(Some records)
####################
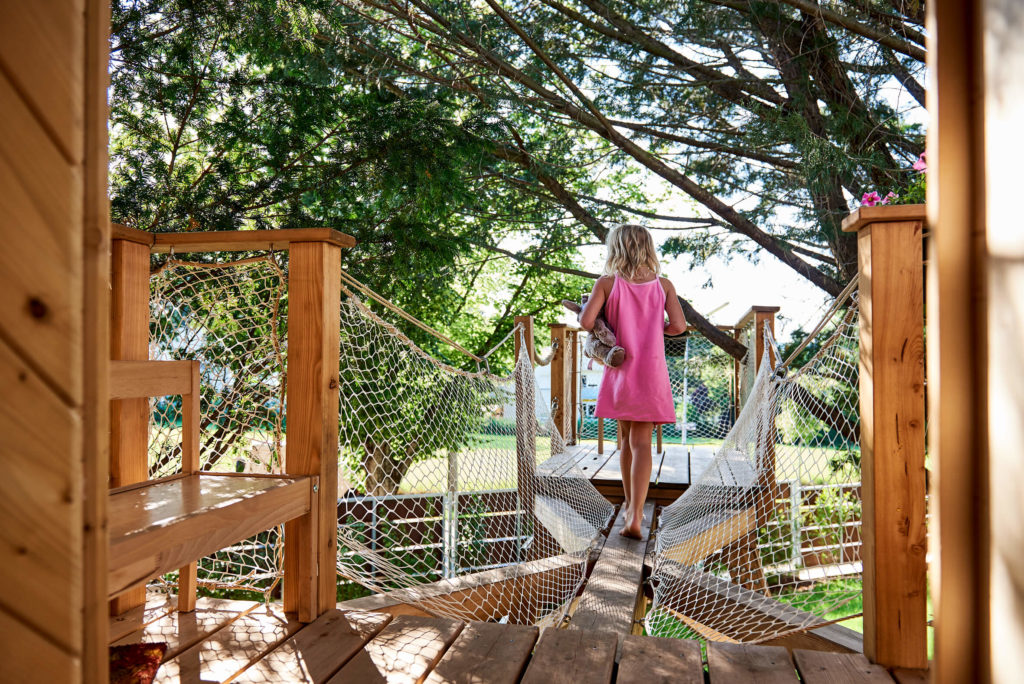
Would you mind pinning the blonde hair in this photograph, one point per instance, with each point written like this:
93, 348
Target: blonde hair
631, 252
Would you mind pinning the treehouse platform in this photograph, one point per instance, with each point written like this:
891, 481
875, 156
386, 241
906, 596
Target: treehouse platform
674, 468
243, 641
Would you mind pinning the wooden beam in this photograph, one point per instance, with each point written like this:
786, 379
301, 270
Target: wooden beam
129, 341
561, 382
145, 379
892, 409
957, 337
313, 348
163, 525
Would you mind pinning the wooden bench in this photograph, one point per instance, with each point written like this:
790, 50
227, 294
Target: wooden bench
####################
◆ **GIVEN EXERCISE**: Could you quote all of the lines above word for word, leaving the pictures out?

◆ **RESULT OF THE TASK**:
Would you mind pinning the blonde hair in this photograph, one point per instance, with each point written like this:
93, 348
Target: blonde hair
631, 252
Would you mind pinning the treehouse platform in this photograph, one point per instance, with each point written like this:
891, 481
875, 156
386, 241
906, 596
Target: treehouse platform
674, 468
243, 641
Would you mind pinning the wooden beam in this photograph, one point per instance, with each point written like this:
786, 379
301, 270
Target: wooden beam
129, 341
561, 382
145, 379
892, 409
957, 337
313, 348
163, 525
Would you mind pinning the wooden bench in this photograph, one point per instance, with each point written like this:
790, 50
227, 294
Target: wooden bench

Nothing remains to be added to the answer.